WHAT THE TASK REQUIRES:
Report every line below that contains the string "puppy", copying each matching line in full. Case counts when matching.

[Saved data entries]
%%

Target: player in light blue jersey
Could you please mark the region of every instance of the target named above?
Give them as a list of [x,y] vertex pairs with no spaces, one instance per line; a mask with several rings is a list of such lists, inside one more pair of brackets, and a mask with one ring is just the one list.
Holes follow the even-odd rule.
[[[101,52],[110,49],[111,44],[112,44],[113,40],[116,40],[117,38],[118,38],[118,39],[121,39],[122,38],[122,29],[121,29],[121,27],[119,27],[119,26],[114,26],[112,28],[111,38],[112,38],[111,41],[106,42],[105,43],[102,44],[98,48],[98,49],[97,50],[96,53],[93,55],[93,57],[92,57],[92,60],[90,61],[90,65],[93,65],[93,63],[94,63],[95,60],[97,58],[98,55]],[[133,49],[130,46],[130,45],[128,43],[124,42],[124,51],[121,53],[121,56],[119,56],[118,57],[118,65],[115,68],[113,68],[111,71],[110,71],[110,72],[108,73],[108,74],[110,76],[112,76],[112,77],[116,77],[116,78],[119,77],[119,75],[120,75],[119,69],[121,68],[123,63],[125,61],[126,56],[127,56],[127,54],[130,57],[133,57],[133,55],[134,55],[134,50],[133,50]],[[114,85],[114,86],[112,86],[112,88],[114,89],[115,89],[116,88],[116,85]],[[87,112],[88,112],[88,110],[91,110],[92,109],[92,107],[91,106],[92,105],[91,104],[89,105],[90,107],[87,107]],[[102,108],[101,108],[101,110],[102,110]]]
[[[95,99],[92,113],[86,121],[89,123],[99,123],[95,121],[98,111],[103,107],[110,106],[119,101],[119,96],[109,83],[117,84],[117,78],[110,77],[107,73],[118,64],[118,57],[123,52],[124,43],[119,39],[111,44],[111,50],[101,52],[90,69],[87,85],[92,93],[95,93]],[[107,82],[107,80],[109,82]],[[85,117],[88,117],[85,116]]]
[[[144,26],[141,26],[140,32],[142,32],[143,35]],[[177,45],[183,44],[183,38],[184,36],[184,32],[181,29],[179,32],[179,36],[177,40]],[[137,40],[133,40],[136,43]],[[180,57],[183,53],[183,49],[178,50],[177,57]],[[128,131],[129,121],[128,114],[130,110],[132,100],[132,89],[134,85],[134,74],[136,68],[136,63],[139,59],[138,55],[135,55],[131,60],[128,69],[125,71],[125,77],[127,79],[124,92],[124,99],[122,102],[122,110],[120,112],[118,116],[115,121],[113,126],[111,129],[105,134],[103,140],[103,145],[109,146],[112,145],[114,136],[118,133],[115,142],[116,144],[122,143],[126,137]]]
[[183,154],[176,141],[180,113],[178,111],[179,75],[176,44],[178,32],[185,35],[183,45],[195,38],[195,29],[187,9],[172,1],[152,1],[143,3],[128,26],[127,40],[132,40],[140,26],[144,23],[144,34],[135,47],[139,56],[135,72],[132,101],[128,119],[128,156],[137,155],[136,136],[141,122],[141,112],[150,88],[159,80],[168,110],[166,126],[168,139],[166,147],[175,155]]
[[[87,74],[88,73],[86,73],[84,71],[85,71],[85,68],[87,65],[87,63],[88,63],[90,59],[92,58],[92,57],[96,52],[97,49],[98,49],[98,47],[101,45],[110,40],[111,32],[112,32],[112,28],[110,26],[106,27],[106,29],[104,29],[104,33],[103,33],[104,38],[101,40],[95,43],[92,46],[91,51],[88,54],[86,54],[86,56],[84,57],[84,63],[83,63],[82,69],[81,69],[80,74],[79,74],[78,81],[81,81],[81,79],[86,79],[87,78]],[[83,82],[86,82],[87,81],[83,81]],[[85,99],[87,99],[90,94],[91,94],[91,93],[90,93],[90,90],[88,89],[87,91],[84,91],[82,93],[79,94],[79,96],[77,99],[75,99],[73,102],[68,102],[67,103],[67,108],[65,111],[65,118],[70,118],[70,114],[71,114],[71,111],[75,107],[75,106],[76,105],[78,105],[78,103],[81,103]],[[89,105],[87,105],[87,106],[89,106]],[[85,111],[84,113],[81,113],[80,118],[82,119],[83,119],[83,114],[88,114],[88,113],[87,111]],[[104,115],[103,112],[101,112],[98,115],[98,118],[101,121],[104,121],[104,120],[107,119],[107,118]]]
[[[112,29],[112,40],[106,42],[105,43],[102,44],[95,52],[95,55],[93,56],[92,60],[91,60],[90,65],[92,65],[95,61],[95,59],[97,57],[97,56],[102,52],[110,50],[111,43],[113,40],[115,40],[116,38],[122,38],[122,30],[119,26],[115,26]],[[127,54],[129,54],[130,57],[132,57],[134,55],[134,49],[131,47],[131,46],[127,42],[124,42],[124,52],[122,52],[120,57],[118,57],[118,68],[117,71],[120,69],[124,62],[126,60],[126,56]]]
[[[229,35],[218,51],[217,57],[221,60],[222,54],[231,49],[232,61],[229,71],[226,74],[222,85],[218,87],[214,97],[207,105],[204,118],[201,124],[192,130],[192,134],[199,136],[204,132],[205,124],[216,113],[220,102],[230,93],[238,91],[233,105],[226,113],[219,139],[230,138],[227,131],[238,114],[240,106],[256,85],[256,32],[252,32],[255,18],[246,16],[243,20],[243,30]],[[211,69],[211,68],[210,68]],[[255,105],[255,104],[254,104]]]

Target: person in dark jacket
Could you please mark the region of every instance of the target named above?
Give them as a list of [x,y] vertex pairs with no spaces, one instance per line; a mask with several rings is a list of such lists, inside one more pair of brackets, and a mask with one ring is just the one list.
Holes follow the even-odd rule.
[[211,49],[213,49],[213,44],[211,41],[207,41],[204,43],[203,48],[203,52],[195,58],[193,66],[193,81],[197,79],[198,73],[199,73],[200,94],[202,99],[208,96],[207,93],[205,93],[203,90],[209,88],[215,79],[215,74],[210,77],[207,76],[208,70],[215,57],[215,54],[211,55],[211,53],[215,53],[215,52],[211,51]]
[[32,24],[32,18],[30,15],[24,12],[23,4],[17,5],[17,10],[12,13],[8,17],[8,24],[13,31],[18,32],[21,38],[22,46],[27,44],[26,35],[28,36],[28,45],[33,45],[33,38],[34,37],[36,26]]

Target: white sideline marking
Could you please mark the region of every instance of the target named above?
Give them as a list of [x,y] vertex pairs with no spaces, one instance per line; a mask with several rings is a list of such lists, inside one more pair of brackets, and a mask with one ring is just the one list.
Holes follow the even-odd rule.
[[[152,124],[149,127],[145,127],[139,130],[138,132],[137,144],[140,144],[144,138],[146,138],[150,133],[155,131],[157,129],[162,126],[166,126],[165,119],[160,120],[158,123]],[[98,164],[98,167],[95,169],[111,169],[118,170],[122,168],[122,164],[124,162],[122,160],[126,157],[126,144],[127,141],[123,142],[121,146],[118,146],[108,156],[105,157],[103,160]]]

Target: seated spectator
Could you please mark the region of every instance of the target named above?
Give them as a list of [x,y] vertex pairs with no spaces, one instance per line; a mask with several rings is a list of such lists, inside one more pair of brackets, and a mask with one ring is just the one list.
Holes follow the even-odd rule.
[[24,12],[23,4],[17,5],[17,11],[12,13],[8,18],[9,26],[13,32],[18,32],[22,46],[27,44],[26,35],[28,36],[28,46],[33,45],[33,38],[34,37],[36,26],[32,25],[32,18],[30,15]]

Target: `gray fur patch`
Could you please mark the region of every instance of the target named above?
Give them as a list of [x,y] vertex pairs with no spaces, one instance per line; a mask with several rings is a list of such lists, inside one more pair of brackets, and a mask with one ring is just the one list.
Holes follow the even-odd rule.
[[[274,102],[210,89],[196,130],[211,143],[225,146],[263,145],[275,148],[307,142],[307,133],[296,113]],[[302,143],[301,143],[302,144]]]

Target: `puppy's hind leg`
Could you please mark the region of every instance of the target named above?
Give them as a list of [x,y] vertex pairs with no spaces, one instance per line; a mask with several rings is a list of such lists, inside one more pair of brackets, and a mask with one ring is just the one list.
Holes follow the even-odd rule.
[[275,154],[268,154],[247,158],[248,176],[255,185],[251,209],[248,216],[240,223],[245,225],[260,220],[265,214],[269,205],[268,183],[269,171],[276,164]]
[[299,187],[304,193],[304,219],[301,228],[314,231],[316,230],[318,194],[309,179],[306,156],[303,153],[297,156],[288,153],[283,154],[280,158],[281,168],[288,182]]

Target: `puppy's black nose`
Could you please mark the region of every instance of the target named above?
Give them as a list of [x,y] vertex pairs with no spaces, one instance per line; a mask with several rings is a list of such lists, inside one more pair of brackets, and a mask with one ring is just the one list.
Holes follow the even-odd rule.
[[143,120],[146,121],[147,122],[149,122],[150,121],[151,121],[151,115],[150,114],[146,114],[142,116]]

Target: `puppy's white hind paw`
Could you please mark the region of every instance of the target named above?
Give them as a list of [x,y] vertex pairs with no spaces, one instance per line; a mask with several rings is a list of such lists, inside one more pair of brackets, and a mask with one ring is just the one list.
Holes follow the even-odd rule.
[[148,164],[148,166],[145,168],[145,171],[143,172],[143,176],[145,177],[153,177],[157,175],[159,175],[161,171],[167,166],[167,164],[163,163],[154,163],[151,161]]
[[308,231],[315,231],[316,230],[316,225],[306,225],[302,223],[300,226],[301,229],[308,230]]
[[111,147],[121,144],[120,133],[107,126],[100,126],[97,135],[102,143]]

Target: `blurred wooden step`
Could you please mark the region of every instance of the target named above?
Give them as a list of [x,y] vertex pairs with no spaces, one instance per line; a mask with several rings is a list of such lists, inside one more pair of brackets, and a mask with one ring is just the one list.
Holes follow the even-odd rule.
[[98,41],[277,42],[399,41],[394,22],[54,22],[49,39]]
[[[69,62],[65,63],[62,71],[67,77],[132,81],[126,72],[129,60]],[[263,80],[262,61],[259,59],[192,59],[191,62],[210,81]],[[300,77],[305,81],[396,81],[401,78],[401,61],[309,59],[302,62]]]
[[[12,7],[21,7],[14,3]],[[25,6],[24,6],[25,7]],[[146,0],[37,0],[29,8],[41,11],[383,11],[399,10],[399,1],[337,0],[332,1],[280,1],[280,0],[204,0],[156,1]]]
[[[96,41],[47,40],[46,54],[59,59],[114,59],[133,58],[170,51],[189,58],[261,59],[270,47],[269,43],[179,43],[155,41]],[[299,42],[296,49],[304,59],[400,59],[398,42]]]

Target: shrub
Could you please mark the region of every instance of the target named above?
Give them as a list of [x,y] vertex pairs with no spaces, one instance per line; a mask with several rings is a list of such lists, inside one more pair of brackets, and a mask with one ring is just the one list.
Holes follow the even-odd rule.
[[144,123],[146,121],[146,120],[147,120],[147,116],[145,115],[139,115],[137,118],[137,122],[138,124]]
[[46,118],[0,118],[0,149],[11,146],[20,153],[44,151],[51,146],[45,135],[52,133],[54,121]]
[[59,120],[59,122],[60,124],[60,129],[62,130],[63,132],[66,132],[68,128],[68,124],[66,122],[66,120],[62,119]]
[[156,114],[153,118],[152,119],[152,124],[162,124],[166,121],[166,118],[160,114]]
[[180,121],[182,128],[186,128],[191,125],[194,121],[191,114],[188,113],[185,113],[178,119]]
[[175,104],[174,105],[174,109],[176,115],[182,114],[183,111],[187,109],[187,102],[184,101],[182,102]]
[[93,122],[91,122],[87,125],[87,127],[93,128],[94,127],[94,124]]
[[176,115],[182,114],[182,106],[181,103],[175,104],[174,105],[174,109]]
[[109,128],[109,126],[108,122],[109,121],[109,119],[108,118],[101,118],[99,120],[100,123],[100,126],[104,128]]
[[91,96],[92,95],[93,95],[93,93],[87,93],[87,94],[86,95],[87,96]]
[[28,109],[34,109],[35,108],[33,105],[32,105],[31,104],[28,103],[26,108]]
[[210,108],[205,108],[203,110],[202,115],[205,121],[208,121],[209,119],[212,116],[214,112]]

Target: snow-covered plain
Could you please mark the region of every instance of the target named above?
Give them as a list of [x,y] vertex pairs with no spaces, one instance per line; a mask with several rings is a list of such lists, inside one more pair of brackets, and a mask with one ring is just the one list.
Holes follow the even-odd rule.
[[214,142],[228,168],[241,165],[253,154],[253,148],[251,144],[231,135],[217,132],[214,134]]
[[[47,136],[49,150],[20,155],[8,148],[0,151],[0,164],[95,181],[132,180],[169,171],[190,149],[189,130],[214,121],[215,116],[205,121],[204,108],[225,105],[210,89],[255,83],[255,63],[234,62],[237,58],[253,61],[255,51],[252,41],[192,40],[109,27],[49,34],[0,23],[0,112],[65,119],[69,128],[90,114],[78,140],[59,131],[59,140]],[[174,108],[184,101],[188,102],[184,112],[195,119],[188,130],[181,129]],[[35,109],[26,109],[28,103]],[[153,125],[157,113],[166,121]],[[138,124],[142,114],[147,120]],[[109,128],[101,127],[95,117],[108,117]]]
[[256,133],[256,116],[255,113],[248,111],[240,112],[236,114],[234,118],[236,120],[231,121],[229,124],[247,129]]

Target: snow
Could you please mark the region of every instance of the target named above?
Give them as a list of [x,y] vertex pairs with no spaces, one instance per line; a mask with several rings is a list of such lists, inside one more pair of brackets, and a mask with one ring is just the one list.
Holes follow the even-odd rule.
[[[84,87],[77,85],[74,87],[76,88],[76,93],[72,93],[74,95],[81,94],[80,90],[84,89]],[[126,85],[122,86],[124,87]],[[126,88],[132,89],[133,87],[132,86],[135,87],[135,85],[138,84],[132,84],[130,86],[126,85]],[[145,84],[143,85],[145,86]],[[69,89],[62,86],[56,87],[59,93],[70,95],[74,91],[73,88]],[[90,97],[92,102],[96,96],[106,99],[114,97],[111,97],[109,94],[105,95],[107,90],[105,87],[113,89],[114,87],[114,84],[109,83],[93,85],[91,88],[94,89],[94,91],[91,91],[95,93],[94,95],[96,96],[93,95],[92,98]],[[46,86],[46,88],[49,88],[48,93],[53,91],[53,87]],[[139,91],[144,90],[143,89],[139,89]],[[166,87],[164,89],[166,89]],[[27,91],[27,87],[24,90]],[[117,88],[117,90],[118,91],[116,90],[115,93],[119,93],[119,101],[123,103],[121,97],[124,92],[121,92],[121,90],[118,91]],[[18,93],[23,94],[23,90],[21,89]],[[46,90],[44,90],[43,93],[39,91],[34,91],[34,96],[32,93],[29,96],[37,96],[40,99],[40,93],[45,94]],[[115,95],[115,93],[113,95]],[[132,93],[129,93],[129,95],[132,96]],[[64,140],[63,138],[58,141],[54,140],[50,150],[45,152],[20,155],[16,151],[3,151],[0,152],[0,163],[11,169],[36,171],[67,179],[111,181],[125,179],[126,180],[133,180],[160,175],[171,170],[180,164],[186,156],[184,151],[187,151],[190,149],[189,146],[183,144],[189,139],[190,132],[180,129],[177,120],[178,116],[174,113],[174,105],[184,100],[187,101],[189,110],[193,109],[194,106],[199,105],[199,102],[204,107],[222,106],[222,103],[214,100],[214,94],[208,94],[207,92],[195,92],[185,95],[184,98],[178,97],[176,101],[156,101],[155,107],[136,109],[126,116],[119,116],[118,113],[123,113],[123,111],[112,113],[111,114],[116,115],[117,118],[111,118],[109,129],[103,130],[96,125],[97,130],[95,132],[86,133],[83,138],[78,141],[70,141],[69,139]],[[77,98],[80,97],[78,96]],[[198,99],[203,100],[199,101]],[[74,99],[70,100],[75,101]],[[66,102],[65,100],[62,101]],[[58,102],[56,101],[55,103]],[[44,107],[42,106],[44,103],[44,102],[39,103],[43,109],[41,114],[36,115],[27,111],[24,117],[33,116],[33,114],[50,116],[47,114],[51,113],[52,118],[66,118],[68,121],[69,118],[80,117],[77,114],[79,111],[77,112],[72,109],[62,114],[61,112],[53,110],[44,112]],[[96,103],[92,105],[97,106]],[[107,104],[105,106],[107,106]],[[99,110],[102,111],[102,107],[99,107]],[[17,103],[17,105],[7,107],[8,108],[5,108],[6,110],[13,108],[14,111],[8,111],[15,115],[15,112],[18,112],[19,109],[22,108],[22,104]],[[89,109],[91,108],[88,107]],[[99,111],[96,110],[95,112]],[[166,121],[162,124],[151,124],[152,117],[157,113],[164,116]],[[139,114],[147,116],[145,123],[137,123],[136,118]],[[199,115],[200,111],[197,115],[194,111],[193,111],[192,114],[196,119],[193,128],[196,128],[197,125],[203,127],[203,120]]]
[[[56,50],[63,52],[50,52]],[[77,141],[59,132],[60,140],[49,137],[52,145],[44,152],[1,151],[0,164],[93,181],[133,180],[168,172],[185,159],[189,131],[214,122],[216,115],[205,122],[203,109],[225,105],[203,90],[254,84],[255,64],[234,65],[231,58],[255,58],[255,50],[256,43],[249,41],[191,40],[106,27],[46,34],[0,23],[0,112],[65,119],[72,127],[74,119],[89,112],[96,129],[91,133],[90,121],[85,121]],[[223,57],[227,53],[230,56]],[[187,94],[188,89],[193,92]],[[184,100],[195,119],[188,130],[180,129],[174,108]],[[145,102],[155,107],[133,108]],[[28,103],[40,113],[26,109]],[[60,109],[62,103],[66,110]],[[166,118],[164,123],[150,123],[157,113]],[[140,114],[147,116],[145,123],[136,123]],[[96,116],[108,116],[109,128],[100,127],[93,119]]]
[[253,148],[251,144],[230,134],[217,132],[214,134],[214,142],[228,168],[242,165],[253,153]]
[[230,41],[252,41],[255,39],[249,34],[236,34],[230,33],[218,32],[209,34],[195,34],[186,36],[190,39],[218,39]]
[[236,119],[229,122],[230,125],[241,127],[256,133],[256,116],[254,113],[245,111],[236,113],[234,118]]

%%

OUTPUT BELOW:
Target: `puppy's hind leg`
Target: `puppy's black nose`
Target: `puppy's white hind paw`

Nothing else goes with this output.